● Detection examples
>> BEGIN
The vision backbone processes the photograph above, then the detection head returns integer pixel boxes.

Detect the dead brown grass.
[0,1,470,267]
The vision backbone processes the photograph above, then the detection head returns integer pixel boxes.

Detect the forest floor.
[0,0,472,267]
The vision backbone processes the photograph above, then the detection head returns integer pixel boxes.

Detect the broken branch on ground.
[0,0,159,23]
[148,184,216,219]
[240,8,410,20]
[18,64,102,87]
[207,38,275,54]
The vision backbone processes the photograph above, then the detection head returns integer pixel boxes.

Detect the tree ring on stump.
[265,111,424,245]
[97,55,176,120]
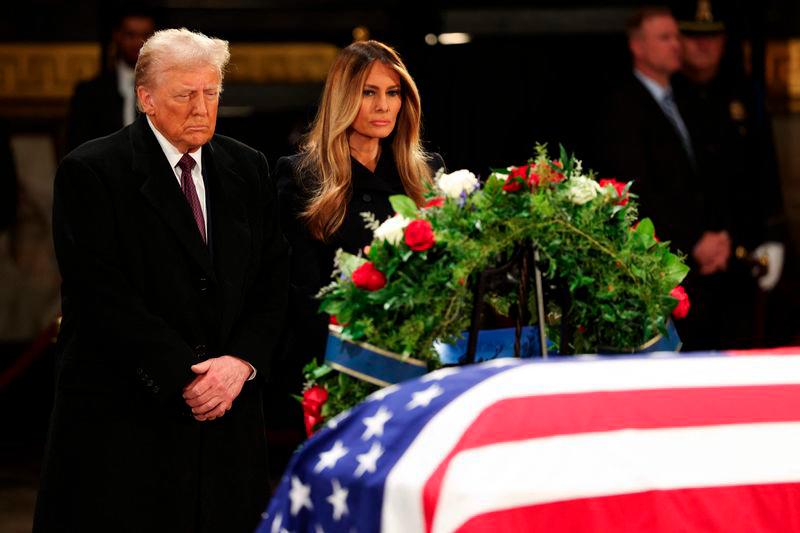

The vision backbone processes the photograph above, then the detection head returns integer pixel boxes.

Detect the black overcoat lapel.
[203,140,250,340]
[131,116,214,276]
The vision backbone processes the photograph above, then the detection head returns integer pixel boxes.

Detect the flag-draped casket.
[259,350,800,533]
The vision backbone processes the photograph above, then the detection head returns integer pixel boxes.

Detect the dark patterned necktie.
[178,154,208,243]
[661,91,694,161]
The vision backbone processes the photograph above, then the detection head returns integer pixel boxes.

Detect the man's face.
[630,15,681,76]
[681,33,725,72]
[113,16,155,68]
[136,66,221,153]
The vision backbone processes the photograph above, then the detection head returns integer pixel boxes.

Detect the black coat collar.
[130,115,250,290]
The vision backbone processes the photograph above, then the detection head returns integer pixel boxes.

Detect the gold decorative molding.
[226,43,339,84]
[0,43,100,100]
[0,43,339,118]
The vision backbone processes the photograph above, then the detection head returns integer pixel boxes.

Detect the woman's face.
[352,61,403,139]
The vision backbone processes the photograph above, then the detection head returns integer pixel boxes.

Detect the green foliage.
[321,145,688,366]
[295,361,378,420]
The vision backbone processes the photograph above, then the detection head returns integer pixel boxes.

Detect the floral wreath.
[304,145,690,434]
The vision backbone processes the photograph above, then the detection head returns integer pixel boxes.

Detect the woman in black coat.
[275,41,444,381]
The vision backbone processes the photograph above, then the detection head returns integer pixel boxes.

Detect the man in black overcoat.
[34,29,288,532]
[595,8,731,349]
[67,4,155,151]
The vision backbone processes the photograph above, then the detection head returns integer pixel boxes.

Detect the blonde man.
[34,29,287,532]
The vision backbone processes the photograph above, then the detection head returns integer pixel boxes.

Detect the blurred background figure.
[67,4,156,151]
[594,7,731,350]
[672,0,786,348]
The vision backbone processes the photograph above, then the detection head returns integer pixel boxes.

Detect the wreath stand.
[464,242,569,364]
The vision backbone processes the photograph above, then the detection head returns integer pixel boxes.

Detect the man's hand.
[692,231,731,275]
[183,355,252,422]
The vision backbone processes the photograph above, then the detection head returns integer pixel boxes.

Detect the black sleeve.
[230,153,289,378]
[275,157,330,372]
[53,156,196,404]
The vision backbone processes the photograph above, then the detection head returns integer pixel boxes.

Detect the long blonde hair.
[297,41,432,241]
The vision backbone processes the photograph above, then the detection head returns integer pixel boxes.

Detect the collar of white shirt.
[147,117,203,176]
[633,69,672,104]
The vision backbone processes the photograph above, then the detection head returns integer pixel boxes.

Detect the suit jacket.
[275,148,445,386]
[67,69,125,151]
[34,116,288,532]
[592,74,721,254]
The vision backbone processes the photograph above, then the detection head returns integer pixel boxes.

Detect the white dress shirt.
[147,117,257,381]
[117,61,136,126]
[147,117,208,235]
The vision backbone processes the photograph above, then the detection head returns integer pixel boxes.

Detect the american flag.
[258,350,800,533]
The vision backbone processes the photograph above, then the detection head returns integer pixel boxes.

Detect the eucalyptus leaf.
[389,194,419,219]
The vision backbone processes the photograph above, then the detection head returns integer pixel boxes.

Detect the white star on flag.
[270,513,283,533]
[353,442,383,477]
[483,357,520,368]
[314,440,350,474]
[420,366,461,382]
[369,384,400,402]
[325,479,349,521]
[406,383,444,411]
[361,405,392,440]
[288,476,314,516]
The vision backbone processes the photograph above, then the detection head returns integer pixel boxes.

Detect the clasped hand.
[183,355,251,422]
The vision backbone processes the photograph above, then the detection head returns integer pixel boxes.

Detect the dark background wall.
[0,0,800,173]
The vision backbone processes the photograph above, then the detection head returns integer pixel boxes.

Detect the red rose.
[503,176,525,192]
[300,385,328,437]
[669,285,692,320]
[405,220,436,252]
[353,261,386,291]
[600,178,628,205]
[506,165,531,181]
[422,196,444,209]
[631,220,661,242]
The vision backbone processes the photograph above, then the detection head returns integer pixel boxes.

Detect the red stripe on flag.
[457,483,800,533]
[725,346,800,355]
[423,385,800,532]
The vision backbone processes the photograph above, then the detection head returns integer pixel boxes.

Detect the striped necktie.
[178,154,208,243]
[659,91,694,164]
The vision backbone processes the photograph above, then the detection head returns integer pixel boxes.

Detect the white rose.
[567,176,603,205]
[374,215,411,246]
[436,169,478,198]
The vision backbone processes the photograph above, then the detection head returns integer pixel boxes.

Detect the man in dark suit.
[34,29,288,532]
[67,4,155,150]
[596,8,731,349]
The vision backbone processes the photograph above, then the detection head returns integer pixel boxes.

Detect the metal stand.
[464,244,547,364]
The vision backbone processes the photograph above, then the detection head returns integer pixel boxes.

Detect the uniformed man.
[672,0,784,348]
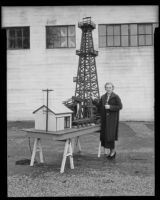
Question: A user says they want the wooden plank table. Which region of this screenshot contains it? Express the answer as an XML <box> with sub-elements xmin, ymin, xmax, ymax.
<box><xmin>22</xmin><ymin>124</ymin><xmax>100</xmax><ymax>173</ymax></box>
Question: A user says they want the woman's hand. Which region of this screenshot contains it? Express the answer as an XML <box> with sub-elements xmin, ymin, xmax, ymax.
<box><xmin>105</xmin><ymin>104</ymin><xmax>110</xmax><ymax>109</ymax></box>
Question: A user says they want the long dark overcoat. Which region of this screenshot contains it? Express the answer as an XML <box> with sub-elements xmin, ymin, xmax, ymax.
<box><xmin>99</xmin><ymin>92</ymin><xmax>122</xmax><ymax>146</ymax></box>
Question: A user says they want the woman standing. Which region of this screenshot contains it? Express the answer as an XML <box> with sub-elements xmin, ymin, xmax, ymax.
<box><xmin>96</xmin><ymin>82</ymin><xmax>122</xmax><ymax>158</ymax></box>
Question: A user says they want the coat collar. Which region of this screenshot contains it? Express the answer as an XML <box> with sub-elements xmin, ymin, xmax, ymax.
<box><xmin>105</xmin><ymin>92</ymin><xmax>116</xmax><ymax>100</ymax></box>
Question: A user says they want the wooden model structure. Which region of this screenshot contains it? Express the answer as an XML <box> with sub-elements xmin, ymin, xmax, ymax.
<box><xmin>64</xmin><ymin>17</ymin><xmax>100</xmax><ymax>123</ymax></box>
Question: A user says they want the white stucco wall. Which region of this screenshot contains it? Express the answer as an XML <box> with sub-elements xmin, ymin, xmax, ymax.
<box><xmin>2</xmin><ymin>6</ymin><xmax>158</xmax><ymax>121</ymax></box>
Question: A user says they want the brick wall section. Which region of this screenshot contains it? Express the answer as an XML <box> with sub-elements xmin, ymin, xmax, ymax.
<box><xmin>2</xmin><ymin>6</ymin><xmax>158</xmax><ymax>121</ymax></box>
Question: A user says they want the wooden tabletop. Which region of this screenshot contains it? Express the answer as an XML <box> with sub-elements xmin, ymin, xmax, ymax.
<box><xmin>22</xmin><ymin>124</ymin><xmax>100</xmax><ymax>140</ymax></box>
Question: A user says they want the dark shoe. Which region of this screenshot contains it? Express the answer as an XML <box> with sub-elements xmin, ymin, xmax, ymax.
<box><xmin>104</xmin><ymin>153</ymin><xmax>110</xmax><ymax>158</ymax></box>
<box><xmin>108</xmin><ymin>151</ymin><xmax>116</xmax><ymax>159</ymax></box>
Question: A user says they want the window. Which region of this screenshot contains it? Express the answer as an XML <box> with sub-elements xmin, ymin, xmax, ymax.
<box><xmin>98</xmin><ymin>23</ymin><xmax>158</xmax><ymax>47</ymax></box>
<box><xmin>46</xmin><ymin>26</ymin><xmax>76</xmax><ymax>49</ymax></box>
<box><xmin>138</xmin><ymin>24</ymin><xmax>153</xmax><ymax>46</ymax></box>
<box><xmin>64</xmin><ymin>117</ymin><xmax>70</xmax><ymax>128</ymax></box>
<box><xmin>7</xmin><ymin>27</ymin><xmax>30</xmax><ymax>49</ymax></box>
>> END
>> BEGIN
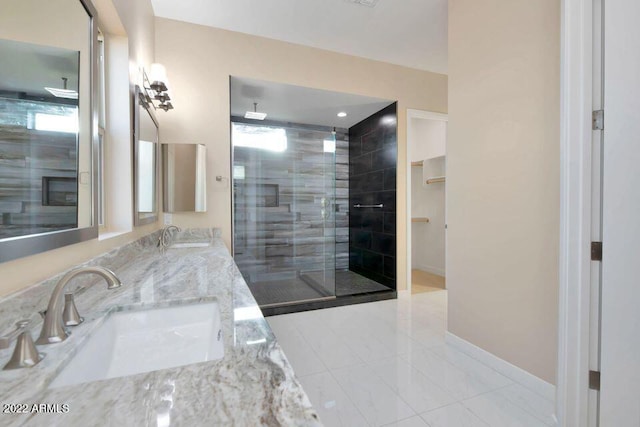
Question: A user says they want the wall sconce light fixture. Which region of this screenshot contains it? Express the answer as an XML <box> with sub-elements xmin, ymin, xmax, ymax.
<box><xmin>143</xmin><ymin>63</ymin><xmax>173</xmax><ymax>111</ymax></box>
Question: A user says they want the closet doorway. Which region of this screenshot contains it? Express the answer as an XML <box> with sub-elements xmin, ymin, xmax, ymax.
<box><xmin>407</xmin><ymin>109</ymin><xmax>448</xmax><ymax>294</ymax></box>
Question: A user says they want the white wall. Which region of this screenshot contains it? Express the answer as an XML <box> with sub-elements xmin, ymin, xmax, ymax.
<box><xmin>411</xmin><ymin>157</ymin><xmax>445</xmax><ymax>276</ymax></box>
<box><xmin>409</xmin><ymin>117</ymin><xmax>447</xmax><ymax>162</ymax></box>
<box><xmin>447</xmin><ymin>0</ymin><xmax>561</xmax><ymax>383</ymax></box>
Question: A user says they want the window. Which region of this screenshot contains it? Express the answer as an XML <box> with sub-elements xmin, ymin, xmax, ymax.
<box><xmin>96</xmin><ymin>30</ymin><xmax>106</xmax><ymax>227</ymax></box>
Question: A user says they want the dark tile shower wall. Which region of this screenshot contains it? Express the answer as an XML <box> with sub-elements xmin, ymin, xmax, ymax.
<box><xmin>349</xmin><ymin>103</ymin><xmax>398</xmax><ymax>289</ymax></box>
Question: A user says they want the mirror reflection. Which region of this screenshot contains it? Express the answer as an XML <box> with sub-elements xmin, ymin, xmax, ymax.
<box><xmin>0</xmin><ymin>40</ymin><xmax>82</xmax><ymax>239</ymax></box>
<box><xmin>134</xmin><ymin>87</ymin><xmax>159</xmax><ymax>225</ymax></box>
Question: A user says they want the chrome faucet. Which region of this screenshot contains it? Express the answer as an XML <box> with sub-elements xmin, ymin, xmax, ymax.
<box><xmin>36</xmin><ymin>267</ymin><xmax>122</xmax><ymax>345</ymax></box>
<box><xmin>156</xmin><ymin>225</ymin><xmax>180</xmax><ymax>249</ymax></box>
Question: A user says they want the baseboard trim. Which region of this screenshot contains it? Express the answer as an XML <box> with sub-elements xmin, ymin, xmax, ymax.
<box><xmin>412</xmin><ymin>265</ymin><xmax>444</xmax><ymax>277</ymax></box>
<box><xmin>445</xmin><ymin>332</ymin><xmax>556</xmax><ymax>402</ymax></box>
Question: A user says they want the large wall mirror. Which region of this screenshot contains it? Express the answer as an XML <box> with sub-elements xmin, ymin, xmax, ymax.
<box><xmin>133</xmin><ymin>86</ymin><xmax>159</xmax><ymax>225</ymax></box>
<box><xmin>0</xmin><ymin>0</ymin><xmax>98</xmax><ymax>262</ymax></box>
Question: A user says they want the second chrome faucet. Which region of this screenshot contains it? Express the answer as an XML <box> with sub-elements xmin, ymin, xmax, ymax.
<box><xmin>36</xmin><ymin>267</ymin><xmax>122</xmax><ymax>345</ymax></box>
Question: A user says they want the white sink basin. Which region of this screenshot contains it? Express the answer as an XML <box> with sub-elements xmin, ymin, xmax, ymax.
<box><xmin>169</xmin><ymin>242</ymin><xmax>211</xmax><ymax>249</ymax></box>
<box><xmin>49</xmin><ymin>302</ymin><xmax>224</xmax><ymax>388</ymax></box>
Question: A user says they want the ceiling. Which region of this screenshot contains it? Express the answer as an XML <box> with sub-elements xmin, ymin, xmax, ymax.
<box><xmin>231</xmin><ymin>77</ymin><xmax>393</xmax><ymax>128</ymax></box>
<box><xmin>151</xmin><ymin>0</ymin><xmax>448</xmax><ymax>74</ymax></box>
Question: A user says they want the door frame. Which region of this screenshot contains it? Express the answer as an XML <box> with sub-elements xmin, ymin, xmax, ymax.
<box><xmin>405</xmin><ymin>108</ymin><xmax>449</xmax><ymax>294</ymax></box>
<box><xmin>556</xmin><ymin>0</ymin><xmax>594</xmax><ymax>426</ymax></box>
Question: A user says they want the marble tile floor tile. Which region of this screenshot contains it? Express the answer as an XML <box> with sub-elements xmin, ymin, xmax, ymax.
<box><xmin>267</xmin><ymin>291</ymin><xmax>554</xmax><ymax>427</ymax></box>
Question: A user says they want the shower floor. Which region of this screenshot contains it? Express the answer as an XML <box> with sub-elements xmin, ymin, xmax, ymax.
>> END
● What you need to do
Extract every line of the records that contains the word "wreath", treating uppercase and lowercase as distinct.

● Response
Detect the floral wreath.
Detect the wreath stand.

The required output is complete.